• **WHAT IS EXPECTED**
Scan the entries below for the word "cement" and copy every line in which it occurs.

[Collected data entries]
-*-
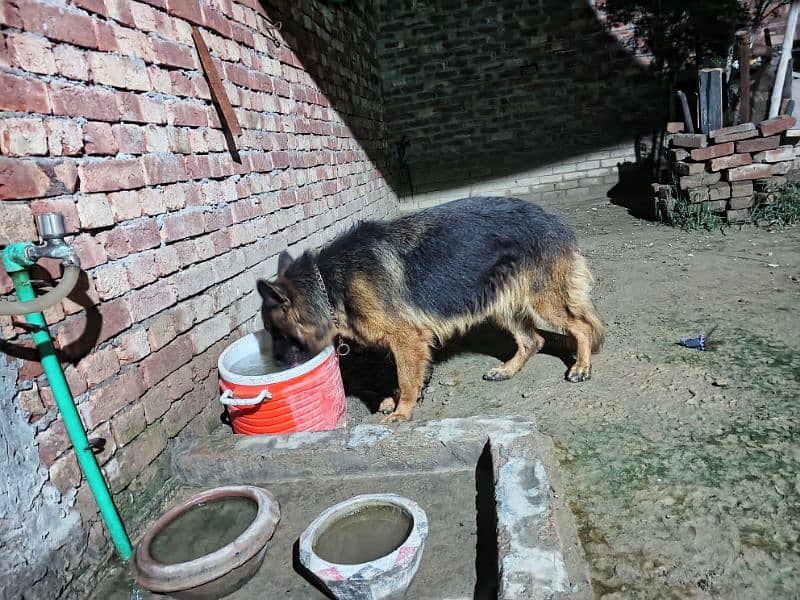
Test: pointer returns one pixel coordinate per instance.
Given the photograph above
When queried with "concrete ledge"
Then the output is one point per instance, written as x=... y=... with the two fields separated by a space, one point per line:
x=539 y=554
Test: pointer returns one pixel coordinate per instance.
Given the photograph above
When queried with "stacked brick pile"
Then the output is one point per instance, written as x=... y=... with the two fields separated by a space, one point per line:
x=106 y=117
x=732 y=169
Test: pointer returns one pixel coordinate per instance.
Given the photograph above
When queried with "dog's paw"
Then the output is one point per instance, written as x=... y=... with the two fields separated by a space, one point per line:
x=577 y=374
x=395 y=417
x=387 y=405
x=496 y=374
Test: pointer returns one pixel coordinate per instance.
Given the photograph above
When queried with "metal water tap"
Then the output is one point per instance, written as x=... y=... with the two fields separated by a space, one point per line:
x=52 y=231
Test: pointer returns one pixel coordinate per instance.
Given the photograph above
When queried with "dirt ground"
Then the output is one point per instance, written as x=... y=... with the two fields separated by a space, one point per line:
x=681 y=466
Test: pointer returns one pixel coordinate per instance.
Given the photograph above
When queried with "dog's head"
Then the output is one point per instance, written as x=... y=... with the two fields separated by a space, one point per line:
x=294 y=310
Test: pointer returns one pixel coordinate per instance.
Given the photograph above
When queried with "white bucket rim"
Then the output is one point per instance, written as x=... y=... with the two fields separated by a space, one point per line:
x=242 y=346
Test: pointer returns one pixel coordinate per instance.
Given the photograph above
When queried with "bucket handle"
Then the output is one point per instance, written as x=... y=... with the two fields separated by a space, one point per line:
x=227 y=398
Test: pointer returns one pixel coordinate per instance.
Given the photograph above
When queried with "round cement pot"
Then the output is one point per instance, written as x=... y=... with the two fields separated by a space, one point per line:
x=327 y=552
x=220 y=572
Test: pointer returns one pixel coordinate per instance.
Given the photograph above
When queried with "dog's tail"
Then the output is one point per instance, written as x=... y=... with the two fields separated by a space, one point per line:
x=579 y=285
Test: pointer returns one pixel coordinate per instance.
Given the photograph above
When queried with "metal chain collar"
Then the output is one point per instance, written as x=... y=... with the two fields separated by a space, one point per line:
x=342 y=348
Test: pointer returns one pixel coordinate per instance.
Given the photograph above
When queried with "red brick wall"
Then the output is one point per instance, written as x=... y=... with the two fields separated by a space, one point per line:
x=106 y=117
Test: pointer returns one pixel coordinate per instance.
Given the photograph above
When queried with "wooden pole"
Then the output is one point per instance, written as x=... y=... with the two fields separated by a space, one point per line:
x=744 y=79
x=783 y=64
x=230 y=123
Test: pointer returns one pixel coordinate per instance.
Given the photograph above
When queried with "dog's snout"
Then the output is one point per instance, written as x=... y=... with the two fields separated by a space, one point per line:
x=287 y=351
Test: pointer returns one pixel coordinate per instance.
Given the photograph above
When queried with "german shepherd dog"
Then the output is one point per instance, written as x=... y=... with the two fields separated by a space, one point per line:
x=408 y=284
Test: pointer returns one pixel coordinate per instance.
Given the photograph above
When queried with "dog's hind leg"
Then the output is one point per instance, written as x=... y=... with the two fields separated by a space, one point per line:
x=570 y=309
x=412 y=354
x=528 y=341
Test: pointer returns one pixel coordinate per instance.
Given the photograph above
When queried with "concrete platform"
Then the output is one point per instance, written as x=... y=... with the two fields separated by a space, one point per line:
x=498 y=527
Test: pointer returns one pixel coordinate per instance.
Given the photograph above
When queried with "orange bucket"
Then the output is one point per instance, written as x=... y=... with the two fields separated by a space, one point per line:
x=308 y=397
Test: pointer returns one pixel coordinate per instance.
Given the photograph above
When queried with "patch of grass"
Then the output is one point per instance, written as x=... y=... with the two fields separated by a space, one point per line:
x=691 y=216
x=781 y=210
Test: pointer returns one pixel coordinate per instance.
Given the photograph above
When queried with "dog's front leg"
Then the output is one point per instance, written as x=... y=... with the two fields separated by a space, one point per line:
x=412 y=353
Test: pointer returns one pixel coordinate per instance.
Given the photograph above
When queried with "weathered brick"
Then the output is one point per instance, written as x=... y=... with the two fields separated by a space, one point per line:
x=89 y=251
x=686 y=140
x=740 y=202
x=31 y=53
x=65 y=206
x=678 y=154
x=719 y=191
x=107 y=445
x=151 y=300
x=159 y=364
x=79 y=101
x=124 y=205
x=776 y=125
x=167 y=260
x=741 y=188
x=65 y=474
x=111 y=175
x=82 y=297
x=18 y=94
x=98 y=139
x=163 y=168
x=735 y=216
x=130 y=138
x=23 y=137
x=71 y=62
x=770 y=183
x=685 y=168
x=135 y=456
x=782 y=168
x=206 y=333
x=110 y=397
x=119 y=71
x=140 y=109
x=58 y=23
x=63 y=137
x=99 y=366
x=111 y=280
x=754 y=171
x=727 y=162
x=17 y=224
x=694 y=181
x=23 y=179
x=31 y=403
x=159 y=398
x=161 y=331
x=94 y=211
x=127 y=424
x=698 y=195
x=715 y=151
x=779 y=154
x=182 y=225
x=52 y=442
x=143 y=235
x=183 y=411
x=132 y=346
x=142 y=270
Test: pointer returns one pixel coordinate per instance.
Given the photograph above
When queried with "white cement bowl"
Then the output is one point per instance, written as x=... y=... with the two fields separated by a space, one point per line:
x=384 y=577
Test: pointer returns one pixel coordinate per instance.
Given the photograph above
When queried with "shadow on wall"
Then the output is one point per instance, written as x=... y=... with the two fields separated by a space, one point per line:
x=338 y=51
x=488 y=89
x=445 y=93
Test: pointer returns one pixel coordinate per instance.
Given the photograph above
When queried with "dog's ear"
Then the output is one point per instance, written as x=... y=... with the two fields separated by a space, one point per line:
x=272 y=294
x=284 y=260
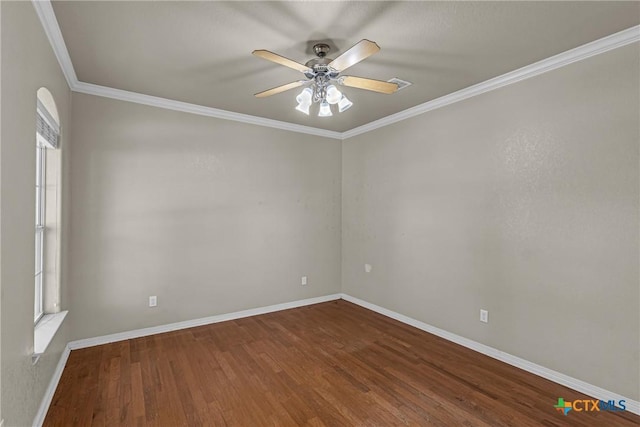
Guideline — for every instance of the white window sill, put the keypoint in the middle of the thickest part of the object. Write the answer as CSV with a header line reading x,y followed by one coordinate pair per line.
x,y
45,330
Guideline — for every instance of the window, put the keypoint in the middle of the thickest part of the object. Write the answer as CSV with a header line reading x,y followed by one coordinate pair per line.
x,y
47,132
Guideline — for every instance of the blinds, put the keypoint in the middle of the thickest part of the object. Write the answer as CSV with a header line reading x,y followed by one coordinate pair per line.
x,y
46,128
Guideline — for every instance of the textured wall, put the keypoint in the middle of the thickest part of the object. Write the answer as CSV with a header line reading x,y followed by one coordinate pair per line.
x,y
27,64
522,201
212,216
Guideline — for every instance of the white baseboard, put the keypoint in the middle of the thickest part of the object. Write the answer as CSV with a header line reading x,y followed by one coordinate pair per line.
x,y
51,389
557,377
122,336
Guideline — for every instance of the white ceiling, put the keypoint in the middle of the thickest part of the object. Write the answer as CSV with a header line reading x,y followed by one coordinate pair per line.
x,y
200,52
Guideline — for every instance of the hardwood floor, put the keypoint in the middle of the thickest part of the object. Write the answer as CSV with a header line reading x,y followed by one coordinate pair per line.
x,y
330,364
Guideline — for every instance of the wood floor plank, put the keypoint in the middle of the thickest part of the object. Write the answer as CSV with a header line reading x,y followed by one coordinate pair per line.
x,y
330,364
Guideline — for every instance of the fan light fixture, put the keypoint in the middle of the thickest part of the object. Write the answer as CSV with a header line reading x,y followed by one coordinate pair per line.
x,y
323,74
326,95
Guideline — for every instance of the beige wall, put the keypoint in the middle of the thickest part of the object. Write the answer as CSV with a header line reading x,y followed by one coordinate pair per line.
x,y
212,216
522,201
27,64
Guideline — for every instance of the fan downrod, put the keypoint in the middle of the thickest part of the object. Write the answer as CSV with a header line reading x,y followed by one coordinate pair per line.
x,y
321,49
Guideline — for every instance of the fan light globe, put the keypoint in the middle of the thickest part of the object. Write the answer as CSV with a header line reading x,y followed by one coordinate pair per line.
x,y
325,110
344,104
333,94
303,108
304,97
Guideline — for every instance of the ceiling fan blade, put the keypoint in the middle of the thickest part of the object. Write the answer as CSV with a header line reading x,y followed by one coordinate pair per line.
x,y
356,53
279,89
368,84
278,59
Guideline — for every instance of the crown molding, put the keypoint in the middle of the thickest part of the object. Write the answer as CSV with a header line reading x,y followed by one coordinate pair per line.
x,y
186,107
588,50
51,28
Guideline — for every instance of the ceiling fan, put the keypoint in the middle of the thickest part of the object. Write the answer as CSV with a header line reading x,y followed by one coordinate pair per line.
x,y
322,74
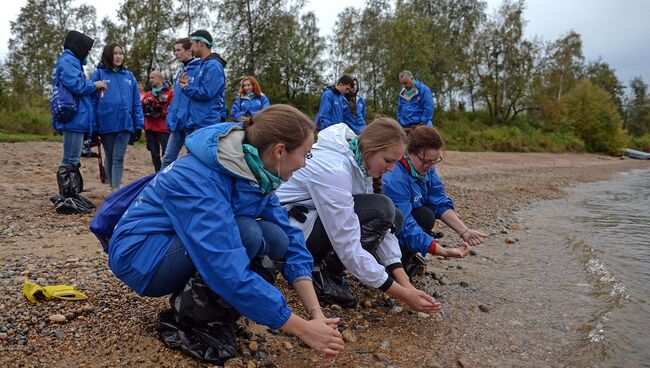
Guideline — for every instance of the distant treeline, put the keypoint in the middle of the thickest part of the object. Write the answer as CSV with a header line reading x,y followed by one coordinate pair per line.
x,y
489,82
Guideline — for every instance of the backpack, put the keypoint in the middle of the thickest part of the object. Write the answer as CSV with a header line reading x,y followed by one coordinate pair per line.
x,y
63,104
114,207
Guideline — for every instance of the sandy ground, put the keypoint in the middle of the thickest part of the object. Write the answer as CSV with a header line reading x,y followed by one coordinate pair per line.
x,y
115,327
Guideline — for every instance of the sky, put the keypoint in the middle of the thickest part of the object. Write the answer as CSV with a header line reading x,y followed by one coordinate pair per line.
x,y
616,31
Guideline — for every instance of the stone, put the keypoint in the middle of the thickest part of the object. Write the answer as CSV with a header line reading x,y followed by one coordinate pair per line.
x,y
58,318
349,336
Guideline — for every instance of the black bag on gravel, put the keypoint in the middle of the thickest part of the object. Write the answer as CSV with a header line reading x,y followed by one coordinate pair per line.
x,y
200,323
69,179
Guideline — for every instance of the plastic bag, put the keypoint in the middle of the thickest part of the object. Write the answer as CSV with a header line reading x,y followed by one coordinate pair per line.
x,y
69,180
200,323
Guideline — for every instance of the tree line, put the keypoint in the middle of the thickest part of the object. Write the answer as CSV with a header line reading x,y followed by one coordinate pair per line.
x,y
474,62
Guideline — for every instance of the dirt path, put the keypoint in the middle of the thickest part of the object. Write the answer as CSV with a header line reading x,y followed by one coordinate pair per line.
x,y
115,327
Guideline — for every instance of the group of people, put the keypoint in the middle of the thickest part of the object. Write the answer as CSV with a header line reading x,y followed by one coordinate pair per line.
x,y
256,197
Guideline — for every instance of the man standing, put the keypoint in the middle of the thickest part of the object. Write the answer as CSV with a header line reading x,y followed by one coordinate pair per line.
x,y
415,102
178,110
154,105
333,104
206,90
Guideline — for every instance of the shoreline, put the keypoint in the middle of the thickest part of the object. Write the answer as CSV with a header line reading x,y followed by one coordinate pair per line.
x,y
118,327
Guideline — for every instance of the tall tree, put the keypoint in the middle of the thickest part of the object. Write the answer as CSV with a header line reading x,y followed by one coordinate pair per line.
x,y
37,41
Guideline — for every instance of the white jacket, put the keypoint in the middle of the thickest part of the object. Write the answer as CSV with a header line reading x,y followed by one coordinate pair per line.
x,y
326,186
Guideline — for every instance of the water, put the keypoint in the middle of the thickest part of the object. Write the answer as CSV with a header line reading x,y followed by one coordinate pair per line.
x,y
602,228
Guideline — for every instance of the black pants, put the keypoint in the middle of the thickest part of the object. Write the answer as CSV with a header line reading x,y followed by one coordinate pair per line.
x,y
156,141
367,207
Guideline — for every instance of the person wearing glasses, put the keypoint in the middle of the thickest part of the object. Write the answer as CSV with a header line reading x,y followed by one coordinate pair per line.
x,y
416,189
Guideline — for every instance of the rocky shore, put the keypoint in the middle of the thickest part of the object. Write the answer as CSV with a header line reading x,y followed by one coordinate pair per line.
x,y
115,327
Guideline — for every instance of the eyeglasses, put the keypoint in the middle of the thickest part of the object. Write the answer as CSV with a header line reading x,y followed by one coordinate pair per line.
x,y
429,162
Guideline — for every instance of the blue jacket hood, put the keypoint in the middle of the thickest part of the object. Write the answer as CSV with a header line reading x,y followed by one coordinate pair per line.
x,y
219,147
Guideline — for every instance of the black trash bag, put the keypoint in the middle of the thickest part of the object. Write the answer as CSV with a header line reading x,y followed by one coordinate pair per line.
x,y
330,283
69,179
73,204
200,323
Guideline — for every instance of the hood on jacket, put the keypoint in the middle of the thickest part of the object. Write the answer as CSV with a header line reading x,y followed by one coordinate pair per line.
x,y
215,56
219,147
78,43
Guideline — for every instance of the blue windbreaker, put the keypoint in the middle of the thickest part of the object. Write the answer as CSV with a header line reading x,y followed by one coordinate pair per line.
x,y
120,109
197,198
177,111
332,107
409,193
244,105
69,71
417,109
359,122
206,91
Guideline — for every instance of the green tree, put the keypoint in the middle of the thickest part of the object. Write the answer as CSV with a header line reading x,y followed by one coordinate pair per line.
x,y
595,118
37,41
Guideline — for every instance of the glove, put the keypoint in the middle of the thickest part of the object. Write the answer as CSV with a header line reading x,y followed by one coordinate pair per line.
x,y
36,293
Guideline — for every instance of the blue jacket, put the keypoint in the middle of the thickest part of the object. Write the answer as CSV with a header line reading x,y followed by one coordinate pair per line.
x,y
69,71
356,123
332,107
197,198
417,109
120,109
244,105
206,91
177,111
409,193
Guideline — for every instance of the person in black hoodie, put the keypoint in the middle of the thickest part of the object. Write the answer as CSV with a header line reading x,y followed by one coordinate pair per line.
x,y
206,90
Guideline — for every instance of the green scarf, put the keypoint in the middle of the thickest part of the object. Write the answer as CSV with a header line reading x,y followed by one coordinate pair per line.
x,y
265,179
414,172
358,156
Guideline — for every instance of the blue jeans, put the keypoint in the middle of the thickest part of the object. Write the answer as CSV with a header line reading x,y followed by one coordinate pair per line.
x,y
72,144
174,145
258,237
114,149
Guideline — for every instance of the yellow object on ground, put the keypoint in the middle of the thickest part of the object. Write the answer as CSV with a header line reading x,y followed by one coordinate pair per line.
x,y
36,293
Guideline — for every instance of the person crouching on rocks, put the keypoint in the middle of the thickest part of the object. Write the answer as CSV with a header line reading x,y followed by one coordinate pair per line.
x,y
214,212
416,189
346,225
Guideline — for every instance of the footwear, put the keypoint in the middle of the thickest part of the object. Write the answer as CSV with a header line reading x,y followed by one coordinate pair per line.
x,y
414,266
331,286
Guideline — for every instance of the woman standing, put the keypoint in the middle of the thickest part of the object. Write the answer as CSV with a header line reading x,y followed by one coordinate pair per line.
x,y
250,101
346,226
118,110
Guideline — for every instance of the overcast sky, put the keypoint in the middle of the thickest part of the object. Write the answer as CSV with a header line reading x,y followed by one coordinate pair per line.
x,y
616,31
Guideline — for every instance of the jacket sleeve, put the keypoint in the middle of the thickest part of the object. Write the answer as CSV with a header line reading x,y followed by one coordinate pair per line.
x,y
436,194
203,219
234,110
70,77
427,105
325,110
137,115
331,192
412,235
299,263
212,79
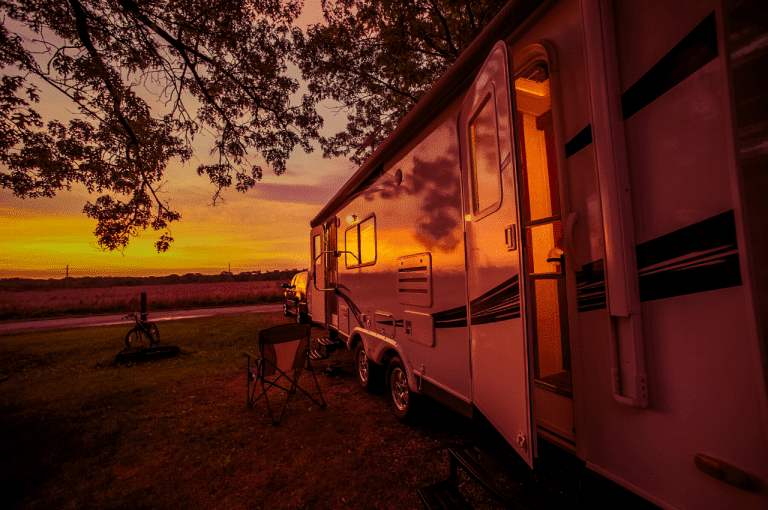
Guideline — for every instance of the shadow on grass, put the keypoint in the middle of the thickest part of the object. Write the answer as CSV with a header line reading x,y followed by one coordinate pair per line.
x,y
80,430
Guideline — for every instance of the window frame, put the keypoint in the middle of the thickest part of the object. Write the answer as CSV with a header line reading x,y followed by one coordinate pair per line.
x,y
357,252
488,93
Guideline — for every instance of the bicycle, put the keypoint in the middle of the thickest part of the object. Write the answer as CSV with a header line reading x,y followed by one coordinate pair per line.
x,y
144,330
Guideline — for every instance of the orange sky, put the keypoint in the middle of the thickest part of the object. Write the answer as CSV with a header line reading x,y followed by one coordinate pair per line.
x,y
266,228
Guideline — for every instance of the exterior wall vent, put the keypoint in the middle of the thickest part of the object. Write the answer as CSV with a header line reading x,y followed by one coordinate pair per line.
x,y
414,279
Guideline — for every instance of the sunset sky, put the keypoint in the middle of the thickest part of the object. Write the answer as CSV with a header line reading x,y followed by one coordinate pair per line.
x,y
266,228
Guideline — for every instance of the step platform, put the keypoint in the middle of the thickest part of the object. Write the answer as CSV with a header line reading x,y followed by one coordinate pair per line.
x,y
147,353
507,478
324,344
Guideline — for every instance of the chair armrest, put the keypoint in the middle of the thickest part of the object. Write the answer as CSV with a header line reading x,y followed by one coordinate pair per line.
x,y
249,355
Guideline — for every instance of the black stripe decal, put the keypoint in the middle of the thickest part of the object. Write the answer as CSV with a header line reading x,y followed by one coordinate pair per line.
x,y
696,258
498,304
578,142
590,286
697,49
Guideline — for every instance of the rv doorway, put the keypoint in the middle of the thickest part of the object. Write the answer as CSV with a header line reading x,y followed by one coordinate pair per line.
x,y
545,261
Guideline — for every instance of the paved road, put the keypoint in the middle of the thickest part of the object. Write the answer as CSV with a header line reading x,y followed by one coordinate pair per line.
x,y
109,320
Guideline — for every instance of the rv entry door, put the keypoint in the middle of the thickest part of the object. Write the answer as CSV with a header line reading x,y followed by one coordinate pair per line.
x,y
315,296
500,354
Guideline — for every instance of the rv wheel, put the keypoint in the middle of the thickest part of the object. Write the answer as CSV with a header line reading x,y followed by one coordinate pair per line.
x,y
368,372
401,399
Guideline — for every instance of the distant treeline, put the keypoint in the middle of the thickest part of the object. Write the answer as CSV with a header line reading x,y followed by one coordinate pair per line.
x,y
90,282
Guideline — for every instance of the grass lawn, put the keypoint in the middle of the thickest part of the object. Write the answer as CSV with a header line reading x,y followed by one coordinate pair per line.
x,y
81,431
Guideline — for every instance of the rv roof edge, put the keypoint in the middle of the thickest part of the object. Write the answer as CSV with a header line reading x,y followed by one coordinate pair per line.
x,y
453,81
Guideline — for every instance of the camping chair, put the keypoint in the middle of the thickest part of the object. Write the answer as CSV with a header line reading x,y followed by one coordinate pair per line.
x,y
283,353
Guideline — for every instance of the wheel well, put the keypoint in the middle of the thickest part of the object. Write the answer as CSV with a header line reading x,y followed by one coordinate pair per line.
x,y
388,355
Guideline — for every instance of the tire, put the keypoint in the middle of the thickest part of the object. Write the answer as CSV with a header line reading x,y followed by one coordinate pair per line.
x,y
368,373
399,394
136,338
155,334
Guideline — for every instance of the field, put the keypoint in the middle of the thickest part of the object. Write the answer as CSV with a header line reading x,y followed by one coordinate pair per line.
x,y
81,431
86,301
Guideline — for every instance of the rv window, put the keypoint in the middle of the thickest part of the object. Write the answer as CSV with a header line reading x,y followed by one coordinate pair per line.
x,y
360,242
484,157
352,246
317,249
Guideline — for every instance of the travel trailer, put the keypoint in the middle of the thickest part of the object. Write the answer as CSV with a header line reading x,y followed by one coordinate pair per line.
x,y
567,235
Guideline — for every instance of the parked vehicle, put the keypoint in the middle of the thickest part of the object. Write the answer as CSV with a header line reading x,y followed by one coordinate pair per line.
x,y
567,235
144,333
295,301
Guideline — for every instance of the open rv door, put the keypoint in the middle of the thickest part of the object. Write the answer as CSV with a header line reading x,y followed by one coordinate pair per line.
x,y
316,296
500,351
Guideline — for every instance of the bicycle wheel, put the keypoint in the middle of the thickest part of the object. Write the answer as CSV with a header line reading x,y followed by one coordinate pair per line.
x,y
154,334
135,338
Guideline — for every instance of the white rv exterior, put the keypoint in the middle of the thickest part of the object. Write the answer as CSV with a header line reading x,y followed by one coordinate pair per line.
x,y
567,234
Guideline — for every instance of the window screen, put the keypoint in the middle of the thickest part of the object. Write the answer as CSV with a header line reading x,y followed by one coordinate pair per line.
x,y
360,242
484,157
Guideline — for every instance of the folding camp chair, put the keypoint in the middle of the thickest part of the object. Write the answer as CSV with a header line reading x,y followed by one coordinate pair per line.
x,y
283,353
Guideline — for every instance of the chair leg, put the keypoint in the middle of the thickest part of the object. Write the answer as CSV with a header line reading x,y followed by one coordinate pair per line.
x,y
320,404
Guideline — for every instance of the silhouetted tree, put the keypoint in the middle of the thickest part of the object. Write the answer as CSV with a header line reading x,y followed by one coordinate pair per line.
x,y
143,78
377,58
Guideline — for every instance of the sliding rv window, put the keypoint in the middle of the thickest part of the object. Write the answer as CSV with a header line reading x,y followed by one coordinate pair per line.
x,y
360,243
484,158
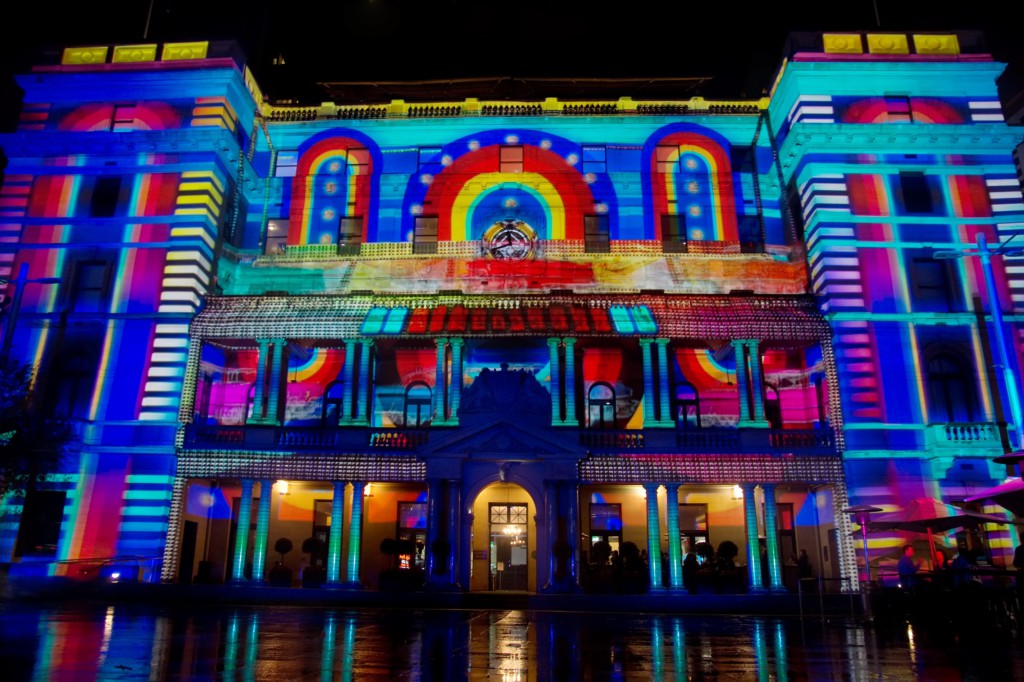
-*-
• **EXERCISE RESPONSE**
When queried with "round cement pot"
When queried with "white cement bowl"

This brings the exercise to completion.